# [What to work on]
Leave out the pictures, then output the lines of the records below from the first through the one containing "[[79, 15], [587, 317]]".
+-------+
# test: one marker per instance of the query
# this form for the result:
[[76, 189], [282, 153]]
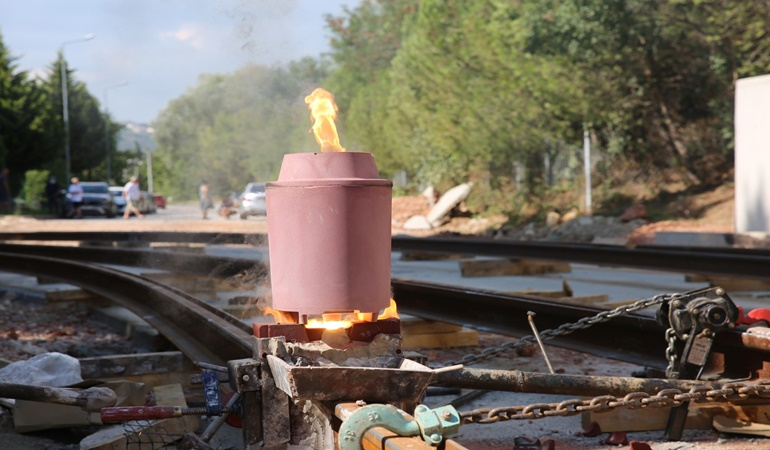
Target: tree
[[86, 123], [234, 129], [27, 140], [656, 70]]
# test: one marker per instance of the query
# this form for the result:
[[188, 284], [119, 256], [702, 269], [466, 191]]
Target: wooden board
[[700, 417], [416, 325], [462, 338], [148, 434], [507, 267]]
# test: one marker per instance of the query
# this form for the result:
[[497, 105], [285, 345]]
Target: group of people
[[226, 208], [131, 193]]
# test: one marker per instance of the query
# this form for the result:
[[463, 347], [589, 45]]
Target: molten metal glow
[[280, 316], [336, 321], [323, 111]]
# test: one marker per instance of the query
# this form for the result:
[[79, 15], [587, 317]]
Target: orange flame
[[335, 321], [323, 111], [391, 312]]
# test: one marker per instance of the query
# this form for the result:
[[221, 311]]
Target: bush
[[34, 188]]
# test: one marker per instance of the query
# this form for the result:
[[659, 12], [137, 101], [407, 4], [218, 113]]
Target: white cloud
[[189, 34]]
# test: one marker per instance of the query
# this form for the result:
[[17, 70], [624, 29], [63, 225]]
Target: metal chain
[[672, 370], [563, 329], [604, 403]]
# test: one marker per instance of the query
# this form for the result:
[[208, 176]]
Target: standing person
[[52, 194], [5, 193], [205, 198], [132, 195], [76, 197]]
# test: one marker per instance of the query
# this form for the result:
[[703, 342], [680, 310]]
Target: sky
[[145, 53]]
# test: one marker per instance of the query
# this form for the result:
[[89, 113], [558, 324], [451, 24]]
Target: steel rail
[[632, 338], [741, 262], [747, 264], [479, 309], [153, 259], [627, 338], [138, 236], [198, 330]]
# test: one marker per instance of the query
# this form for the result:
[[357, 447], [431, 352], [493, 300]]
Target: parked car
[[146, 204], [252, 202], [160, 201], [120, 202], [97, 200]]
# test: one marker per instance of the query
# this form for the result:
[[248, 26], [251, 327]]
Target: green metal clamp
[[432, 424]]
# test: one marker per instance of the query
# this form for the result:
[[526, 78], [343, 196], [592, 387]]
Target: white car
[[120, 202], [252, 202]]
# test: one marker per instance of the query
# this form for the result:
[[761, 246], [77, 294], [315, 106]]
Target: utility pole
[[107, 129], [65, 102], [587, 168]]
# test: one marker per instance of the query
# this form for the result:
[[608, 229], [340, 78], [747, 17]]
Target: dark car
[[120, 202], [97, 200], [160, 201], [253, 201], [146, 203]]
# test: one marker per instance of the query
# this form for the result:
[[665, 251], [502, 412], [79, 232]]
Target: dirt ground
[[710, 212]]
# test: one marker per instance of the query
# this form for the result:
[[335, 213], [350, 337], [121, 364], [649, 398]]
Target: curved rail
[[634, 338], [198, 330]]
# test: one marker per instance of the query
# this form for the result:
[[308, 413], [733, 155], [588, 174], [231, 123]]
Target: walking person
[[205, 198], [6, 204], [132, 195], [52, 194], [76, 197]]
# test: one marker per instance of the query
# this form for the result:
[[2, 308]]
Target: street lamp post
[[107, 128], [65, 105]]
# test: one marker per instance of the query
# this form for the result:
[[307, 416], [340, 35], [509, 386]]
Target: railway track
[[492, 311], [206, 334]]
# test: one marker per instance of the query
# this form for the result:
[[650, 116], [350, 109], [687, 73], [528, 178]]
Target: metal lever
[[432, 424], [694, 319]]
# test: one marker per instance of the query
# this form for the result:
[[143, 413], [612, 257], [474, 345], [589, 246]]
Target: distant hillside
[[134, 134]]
+-------+
# [Answer to the exercise]
# test: one marker per instance of the query
# this form for the result:
[[76, 189], [282, 153]]
Target: tree
[[86, 123], [234, 129], [27, 140], [656, 70]]
# test: one marker per instance of the query
# this form for the result:
[[188, 284], [119, 256], [702, 269], [466, 191]]
Target: wooden board
[[700, 417], [416, 325], [462, 338], [148, 434], [507, 267]]
# test: one marker per instance of the query
# this form for the result:
[[497, 105], [285, 345]]
Target: group of people
[[226, 208], [131, 193]]
# test: one marker per instance of the query
# this form for the result:
[[463, 347], [589, 45]]
Target: molten metal glow
[[280, 316], [336, 321], [323, 111]]
# test: one marker per instance of the query
# this form for the result:
[[79, 15], [587, 317]]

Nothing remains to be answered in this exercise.